**EXERCISE**
Find all lines in the records below that contain the word "every" and copy each of those lines out in full.

**INPUT ROWS**
........
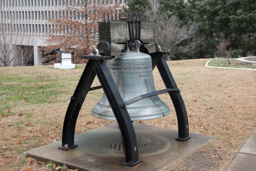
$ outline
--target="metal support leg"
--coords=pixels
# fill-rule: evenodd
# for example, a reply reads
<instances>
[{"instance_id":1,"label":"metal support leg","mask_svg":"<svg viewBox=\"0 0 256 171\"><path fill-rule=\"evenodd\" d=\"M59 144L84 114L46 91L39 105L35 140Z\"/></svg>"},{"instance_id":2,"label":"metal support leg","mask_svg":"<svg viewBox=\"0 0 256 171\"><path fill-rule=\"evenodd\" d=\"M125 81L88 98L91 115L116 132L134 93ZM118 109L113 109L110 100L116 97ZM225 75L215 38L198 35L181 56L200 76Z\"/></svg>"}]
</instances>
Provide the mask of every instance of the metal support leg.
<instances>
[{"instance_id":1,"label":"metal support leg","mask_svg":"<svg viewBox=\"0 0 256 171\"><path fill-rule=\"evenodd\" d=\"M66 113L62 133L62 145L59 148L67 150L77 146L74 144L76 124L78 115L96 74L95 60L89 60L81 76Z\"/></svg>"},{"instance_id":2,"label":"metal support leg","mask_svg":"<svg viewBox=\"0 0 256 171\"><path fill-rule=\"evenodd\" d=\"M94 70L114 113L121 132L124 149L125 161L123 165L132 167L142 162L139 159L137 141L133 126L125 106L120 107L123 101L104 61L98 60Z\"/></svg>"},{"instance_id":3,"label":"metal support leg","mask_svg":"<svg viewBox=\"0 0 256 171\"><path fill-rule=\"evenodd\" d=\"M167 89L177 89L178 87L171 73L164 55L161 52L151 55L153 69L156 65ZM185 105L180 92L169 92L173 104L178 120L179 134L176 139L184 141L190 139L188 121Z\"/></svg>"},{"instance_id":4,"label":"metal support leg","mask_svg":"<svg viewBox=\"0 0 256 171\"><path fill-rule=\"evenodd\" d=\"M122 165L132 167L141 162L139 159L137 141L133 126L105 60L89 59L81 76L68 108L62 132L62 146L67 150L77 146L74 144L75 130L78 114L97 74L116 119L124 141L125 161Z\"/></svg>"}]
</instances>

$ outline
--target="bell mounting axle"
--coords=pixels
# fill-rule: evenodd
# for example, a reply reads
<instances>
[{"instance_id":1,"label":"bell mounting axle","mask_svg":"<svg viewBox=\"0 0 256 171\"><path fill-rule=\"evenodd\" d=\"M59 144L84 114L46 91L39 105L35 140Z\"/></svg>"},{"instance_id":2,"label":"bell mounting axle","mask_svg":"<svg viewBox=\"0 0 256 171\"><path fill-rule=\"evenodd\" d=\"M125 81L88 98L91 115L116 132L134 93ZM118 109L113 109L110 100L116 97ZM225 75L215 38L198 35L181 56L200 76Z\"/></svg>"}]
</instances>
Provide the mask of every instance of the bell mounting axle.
........
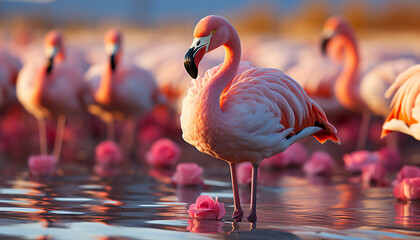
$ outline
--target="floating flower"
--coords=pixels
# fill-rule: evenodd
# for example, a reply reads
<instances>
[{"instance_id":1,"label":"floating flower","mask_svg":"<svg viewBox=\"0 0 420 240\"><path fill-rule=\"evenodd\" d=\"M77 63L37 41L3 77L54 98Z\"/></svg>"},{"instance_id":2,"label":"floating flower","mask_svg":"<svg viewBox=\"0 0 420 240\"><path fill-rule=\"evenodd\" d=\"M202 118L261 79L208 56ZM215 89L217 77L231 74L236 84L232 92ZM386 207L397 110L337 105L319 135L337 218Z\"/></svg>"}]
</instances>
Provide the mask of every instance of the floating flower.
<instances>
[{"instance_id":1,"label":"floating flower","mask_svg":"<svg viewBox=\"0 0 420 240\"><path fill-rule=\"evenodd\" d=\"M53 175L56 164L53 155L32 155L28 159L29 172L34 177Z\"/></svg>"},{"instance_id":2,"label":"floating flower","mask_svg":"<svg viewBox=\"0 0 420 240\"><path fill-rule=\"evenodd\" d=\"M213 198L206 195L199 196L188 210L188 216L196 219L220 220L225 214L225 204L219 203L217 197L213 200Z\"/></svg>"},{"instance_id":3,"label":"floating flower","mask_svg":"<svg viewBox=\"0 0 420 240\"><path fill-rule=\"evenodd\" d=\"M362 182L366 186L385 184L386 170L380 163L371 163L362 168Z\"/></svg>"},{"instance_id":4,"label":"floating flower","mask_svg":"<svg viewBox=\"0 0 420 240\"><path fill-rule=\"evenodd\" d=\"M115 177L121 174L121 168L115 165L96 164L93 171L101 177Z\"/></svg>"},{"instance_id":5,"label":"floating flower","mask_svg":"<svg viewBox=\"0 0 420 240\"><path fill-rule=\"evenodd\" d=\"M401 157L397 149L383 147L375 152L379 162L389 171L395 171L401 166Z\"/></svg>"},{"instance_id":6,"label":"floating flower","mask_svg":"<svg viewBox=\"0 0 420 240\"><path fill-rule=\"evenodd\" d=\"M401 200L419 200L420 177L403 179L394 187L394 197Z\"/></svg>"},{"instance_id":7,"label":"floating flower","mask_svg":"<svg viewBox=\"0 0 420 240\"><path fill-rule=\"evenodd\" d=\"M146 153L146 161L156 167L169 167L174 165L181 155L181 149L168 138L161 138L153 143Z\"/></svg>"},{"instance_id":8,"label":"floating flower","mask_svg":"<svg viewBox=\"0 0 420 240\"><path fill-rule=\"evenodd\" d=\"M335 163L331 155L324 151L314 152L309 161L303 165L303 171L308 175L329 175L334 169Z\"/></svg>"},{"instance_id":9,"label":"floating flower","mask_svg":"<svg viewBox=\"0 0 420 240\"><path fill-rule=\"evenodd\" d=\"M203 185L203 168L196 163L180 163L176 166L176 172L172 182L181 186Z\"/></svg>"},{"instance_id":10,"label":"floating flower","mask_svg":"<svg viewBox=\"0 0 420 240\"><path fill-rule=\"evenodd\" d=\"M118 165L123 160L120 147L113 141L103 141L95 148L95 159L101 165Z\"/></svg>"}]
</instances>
........
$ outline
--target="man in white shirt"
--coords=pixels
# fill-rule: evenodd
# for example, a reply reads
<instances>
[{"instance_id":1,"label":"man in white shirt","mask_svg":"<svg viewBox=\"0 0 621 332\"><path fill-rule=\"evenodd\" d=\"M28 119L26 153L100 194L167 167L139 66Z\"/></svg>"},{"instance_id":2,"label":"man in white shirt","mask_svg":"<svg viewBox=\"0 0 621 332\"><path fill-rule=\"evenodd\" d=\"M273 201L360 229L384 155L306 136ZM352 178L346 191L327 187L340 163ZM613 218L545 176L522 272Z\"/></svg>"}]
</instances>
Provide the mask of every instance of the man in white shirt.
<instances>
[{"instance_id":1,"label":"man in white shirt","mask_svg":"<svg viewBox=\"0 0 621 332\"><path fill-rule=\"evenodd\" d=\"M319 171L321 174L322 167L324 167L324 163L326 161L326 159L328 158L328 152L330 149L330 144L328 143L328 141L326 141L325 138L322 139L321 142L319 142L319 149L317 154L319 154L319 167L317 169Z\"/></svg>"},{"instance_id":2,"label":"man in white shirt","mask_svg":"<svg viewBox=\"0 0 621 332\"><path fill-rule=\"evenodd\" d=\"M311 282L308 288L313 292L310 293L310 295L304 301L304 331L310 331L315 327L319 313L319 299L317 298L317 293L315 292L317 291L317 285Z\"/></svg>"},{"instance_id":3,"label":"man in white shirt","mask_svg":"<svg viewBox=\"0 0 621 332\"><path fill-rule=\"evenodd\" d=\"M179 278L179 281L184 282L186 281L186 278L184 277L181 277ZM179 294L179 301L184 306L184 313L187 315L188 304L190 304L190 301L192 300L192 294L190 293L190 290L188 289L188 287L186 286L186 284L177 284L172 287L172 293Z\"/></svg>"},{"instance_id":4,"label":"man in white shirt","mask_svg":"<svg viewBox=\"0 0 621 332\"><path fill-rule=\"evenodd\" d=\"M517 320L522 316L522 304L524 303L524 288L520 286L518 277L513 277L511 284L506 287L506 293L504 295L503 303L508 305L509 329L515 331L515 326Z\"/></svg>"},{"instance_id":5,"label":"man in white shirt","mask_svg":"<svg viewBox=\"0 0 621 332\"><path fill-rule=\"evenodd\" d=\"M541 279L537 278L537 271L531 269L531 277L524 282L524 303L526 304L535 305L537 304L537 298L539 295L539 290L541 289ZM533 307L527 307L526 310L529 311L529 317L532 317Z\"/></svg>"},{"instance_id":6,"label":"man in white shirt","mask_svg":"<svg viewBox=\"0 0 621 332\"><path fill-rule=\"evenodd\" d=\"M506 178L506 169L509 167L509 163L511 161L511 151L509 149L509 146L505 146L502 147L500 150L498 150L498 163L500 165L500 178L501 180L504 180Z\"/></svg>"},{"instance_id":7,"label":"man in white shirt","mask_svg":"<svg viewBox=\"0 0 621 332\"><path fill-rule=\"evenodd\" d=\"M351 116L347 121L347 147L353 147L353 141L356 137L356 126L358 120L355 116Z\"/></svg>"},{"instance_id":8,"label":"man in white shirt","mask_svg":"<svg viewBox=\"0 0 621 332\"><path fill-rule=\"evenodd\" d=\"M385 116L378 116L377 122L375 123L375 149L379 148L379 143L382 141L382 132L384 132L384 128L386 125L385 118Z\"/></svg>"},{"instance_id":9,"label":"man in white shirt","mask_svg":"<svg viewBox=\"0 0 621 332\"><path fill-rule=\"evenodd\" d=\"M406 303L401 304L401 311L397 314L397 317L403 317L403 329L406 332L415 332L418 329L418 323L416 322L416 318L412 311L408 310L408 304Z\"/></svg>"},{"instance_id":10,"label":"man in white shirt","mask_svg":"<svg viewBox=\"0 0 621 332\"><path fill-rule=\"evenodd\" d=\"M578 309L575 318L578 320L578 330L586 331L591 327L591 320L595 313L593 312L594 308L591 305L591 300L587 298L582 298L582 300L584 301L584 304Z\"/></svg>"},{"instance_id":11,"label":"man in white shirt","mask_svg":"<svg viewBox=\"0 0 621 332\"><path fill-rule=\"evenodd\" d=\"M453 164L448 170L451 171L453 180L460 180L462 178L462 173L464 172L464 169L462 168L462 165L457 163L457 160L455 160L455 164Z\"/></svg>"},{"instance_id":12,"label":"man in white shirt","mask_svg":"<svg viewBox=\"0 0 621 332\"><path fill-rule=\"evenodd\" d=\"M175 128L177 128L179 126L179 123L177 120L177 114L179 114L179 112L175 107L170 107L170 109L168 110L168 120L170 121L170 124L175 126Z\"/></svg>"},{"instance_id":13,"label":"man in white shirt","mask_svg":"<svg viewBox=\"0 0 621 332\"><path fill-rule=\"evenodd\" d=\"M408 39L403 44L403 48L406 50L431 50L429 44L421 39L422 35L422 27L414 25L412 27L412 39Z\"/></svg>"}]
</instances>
........
**FINAL RESULT**
Provide the mask of every instance of the metal support leg.
Provide the mask of every instance of the bell mounting axle.
Provide the mask of every instance of the floating flower.
Provide the mask of every instance of the man in white shirt.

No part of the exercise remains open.